▶ _WHAT YOU NEED TO DO_
There is material below. Print exactly the lines starting at the line with "Query: concrete sidewalk" and ending at the line with "Query: coat collar", ends included, and no others.

-- DATASET follows --

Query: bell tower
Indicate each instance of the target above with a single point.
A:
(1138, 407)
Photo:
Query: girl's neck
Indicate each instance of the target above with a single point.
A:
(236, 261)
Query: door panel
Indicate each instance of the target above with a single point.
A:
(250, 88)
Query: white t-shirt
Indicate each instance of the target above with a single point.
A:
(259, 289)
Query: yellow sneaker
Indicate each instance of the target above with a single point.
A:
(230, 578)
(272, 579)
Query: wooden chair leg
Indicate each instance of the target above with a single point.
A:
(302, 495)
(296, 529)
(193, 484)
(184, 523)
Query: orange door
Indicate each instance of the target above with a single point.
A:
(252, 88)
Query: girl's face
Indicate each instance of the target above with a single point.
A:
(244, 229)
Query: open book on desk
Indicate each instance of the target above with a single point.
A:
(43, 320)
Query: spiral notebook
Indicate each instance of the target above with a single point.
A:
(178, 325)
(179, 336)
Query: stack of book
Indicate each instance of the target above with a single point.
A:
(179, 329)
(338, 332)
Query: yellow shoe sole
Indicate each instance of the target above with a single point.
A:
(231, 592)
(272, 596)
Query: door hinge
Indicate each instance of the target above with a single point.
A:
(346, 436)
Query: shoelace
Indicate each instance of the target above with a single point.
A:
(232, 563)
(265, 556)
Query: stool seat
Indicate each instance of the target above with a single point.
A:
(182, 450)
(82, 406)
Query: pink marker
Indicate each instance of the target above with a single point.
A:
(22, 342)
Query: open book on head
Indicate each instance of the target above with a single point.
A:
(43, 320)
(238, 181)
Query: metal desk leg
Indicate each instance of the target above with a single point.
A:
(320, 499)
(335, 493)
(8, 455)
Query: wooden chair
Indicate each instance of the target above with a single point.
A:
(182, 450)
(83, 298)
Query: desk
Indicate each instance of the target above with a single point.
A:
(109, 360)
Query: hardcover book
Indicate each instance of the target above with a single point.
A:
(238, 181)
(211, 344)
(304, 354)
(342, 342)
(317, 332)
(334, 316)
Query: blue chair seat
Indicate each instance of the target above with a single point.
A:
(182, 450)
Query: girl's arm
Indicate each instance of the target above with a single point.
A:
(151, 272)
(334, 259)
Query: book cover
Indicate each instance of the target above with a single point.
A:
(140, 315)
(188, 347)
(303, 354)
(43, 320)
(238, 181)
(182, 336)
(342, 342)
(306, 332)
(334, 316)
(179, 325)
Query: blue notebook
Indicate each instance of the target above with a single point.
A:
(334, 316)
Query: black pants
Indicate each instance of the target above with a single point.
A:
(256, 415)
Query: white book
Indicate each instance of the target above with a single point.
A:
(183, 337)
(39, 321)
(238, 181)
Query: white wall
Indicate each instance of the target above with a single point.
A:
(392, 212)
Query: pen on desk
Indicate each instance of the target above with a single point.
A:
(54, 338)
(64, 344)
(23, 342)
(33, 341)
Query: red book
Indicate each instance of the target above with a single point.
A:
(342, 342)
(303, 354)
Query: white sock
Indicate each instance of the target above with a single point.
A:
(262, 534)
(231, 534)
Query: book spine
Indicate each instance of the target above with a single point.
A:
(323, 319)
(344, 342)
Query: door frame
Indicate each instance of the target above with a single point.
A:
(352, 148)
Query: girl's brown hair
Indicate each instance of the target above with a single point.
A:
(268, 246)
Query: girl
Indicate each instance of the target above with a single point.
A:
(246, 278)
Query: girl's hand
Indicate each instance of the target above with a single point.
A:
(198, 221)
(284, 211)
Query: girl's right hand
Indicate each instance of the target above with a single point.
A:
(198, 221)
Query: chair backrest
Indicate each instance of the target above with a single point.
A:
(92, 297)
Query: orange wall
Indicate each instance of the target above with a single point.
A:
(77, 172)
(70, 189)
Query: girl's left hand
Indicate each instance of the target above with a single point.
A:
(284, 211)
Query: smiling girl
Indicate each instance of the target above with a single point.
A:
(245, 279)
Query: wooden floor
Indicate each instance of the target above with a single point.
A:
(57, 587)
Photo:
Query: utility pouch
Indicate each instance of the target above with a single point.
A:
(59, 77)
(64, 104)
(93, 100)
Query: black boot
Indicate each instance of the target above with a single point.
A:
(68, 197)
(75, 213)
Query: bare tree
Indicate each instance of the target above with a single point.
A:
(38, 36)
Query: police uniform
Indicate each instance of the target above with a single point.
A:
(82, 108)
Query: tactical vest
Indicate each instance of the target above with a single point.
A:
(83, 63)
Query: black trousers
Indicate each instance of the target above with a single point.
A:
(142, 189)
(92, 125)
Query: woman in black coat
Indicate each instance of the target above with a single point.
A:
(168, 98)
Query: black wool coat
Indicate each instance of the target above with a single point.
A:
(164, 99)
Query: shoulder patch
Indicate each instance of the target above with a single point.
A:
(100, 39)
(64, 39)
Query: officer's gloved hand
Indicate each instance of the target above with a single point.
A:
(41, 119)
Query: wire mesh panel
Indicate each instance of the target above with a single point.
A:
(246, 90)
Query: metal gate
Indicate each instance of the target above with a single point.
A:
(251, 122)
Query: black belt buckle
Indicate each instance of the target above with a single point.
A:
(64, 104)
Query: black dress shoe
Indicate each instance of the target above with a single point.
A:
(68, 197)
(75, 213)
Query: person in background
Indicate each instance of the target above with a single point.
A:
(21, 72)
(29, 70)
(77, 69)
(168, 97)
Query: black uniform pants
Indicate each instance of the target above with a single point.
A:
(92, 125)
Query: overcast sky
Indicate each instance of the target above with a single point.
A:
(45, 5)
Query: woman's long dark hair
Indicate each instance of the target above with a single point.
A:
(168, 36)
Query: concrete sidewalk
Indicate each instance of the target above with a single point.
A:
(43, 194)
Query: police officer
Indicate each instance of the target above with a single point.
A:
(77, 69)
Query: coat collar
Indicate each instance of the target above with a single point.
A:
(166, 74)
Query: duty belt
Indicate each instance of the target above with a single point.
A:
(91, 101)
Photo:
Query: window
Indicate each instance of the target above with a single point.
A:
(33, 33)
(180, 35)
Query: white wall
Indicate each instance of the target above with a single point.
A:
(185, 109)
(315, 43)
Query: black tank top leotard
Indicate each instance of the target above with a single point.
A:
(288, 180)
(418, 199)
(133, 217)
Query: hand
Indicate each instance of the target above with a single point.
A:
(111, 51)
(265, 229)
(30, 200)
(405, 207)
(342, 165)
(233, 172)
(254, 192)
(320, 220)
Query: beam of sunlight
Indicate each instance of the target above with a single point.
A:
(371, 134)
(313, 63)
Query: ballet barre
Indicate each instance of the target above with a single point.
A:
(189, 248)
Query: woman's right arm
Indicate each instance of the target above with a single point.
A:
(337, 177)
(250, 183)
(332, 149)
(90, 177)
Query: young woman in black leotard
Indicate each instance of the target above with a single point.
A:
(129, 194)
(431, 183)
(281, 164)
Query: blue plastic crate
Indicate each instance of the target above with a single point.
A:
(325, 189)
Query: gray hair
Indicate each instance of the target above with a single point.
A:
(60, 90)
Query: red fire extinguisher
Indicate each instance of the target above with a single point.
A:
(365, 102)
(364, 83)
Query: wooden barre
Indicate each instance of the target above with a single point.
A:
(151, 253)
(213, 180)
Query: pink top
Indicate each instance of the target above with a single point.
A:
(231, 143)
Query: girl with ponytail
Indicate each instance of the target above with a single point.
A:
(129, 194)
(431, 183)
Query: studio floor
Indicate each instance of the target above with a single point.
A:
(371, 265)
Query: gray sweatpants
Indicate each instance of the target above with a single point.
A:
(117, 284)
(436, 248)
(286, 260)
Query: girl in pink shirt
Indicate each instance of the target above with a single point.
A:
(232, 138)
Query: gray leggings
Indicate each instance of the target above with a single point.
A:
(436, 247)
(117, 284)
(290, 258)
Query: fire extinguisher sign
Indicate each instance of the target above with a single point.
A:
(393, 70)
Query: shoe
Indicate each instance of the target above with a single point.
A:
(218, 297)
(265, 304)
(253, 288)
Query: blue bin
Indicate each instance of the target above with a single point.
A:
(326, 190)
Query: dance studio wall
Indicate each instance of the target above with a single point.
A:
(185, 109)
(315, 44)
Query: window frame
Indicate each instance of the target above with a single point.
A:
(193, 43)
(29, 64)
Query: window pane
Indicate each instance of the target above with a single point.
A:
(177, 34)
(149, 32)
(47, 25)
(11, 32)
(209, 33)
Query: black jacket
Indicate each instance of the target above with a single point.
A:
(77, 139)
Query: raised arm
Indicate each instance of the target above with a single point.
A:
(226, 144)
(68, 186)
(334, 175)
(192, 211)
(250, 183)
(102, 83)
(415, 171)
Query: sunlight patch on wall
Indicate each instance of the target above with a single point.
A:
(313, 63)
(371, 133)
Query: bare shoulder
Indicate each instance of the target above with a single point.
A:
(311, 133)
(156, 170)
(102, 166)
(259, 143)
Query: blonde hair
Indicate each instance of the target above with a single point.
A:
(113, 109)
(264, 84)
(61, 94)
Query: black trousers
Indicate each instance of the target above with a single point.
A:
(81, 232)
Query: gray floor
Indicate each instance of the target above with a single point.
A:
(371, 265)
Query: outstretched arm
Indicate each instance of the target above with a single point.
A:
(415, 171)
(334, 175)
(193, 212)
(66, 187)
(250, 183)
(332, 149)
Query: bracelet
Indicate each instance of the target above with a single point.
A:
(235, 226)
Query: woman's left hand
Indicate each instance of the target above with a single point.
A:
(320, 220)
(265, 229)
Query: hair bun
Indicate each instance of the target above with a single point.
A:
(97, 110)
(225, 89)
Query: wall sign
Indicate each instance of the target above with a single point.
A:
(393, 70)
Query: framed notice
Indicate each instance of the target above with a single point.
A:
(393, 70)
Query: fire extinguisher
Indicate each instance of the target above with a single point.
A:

-- DATASET concluded --

▶ _EXERCISE SOLUTION_
Query: concrete sidewalk
Indicate each instance of the target above with a single point.
A:
(43, 194)
Query: police officer
Indicate each instance of the target above with a single point.
A:
(77, 69)
Query: coat collar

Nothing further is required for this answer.